Pointing dataset records
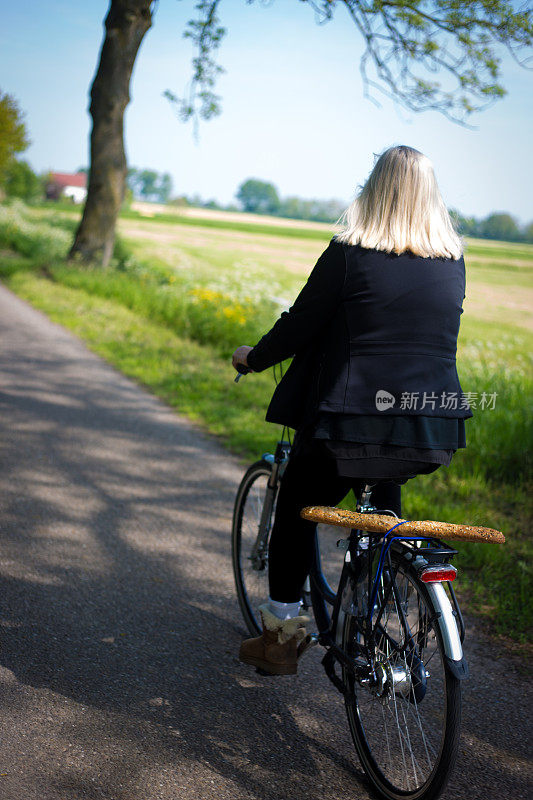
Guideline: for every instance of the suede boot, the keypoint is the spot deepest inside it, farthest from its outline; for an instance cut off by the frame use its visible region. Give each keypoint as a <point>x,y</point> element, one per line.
<point>276,650</point>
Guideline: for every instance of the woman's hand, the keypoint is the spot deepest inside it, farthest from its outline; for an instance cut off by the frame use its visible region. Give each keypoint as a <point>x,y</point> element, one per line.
<point>240,356</point>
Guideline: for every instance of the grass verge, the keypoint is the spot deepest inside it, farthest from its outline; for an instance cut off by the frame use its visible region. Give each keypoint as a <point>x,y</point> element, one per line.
<point>125,315</point>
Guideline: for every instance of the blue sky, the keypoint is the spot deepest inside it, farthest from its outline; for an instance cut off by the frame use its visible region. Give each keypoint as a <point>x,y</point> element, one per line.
<point>293,106</point>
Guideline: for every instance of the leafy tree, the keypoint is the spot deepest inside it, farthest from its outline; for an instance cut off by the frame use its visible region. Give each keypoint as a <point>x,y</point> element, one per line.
<point>13,136</point>
<point>528,233</point>
<point>164,187</point>
<point>500,226</point>
<point>21,181</point>
<point>150,185</point>
<point>439,54</point>
<point>258,197</point>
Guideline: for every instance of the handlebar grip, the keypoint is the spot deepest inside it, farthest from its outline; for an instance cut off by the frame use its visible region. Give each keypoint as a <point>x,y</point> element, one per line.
<point>242,370</point>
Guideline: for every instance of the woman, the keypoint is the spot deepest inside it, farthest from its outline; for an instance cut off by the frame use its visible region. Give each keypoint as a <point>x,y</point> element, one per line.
<point>372,390</point>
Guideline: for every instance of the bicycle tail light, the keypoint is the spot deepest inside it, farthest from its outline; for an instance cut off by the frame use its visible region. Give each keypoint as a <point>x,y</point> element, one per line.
<point>438,574</point>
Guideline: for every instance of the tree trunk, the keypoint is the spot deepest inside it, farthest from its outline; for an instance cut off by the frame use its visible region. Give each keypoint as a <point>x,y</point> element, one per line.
<point>126,23</point>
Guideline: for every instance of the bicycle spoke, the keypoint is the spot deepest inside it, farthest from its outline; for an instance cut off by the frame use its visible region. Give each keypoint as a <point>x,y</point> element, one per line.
<point>401,717</point>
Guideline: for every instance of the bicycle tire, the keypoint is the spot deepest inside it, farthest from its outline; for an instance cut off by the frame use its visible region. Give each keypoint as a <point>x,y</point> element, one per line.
<point>251,582</point>
<point>386,730</point>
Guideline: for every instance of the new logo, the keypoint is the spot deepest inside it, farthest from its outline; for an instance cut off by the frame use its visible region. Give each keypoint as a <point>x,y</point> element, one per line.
<point>384,400</point>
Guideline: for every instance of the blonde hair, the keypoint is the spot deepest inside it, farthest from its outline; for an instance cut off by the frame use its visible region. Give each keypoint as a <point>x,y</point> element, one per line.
<point>401,208</point>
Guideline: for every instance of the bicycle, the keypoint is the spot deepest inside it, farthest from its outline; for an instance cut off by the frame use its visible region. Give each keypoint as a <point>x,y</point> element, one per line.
<point>393,635</point>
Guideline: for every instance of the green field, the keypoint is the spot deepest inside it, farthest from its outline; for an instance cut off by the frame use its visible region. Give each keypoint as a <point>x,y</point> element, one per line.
<point>183,291</point>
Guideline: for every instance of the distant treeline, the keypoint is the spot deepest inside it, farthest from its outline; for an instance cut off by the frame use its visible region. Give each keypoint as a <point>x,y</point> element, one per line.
<point>256,197</point>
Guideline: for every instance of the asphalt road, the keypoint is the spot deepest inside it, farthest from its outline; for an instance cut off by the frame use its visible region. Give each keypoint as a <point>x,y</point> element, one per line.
<point>119,625</point>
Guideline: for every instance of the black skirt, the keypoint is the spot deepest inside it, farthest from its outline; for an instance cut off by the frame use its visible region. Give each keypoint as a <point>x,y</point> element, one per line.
<point>395,448</point>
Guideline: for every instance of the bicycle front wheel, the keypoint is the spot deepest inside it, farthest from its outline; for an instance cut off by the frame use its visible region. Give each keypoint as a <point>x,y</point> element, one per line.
<point>405,722</point>
<point>254,503</point>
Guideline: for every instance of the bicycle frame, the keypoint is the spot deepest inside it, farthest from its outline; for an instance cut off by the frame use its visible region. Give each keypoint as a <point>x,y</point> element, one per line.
<point>361,551</point>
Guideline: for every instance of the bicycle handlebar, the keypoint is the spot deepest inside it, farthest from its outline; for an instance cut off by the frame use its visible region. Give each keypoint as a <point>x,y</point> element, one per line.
<point>242,370</point>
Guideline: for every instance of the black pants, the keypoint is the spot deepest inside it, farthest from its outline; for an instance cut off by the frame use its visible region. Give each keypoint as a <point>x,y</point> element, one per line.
<point>310,478</point>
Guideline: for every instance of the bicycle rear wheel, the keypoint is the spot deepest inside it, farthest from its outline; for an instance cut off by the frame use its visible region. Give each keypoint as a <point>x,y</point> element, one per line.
<point>250,556</point>
<point>405,726</point>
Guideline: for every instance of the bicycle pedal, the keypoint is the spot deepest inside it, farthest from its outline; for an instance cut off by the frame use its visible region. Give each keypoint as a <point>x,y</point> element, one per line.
<point>311,640</point>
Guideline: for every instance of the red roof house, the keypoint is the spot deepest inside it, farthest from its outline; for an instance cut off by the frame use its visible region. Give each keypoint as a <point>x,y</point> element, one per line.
<point>67,185</point>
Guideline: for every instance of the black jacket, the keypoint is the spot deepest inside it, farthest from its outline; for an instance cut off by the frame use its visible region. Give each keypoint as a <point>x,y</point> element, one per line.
<point>370,332</point>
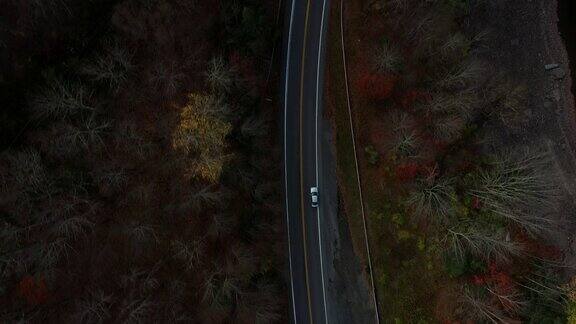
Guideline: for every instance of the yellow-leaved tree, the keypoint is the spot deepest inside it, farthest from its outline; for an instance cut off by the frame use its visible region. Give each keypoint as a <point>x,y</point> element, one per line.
<point>201,135</point>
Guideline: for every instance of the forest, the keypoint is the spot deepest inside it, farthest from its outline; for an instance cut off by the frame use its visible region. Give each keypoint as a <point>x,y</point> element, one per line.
<point>464,219</point>
<point>139,162</point>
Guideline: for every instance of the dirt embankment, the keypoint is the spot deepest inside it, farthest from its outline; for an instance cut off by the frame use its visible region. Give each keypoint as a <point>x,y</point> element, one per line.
<point>523,41</point>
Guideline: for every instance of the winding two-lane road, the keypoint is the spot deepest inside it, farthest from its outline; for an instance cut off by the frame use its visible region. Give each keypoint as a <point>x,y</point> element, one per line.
<point>306,23</point>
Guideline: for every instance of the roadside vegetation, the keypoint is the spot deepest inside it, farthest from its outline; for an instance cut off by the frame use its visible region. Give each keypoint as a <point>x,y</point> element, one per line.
<point>461,225</point>
<point>139,163</point>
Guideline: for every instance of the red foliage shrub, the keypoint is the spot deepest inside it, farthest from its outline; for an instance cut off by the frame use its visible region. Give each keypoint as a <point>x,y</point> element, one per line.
<point>33,290</point>
<point>377,86</point>
<point>407,171</point>
<point>499,282</point>
<point>476,204</point>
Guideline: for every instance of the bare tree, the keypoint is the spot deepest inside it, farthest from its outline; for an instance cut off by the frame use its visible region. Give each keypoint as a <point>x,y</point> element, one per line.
<point>388,59</point>
<point>432,200</point>
<point>111,67</point>
<point>219,75</point>
<point>520,188</point>
<point>87,133</point>
<point>482,240</point>
<point>188,253</point>
<point>95,308</point>
<point>60,99</point>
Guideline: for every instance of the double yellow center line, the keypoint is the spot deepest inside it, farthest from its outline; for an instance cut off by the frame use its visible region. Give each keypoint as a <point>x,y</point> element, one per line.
<point>302,207</point>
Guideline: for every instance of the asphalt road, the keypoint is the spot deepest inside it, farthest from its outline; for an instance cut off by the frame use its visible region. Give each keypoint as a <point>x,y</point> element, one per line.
<point>304,41</point>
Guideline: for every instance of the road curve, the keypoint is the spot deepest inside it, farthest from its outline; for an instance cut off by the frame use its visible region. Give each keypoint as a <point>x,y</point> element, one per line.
<point>305,28</point>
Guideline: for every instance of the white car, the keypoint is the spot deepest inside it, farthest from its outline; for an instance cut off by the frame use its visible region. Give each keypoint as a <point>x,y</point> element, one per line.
<point>314,196</point>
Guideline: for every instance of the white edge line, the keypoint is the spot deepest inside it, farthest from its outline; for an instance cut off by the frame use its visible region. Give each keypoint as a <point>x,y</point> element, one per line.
<point>377,312</point>
<point>317,168</point>
<point>285,154</point>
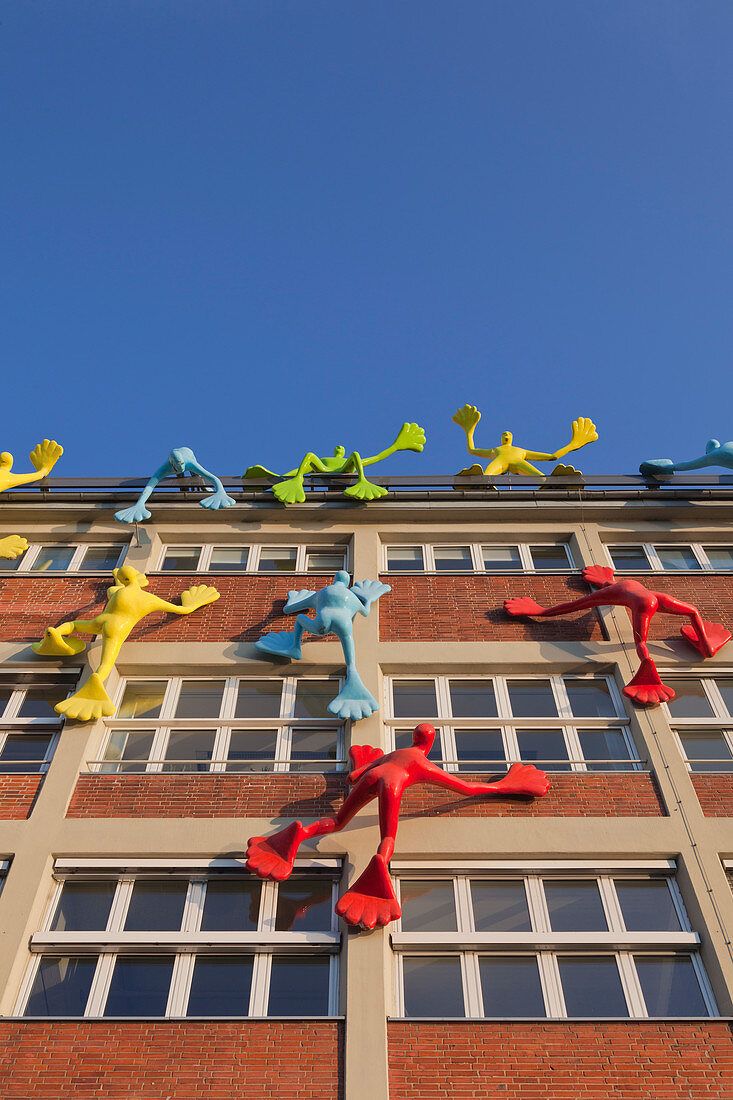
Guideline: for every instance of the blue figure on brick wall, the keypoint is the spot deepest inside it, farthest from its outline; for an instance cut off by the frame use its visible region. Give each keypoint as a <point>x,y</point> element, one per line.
<point>179,461</point>
<point>335,607</point>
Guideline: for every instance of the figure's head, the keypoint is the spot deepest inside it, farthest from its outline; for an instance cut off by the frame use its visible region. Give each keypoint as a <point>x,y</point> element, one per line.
<point>423,737</point>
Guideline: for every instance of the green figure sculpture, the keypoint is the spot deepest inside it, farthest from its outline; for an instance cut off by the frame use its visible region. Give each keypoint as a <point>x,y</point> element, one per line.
<point>411,437</point>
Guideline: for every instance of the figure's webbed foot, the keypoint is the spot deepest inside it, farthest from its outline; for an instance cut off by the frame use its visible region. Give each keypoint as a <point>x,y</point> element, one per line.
<point>89,702</point>
<point>371,901</point>
<point>54,645</point>
<point>280,642</point>
<point>272,857</point>
<point>646,689</point>
<point>364,491</point>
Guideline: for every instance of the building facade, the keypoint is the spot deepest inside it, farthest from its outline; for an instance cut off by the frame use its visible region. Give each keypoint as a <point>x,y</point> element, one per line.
<point>578,944</point>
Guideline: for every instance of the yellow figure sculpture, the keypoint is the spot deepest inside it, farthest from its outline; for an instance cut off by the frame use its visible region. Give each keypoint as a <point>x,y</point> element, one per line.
<point>127,604</point>
<point>506,458</point>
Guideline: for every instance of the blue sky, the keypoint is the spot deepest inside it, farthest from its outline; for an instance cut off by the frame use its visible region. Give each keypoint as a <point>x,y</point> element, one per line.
<point>264,227</point>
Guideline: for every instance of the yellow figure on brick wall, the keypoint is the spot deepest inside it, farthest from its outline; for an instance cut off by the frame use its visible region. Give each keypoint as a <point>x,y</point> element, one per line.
<point>127,604</point>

● **Work to do**
Give the lines from the start of the listing through the line holding "<point>276,650</point>", inclusive, as a numbered list with blank lines left out. Leave the pictures out of your answer.

● **Answer**
1. Guideline: for every instance of the suede boot, the keypoint is the spot deepest inside it, farthest from its outline; for an instance cut off by the frame use its visible region. Give each keypoint as a <point>x,y</point> element, one per line.
2. <point>276,650</point>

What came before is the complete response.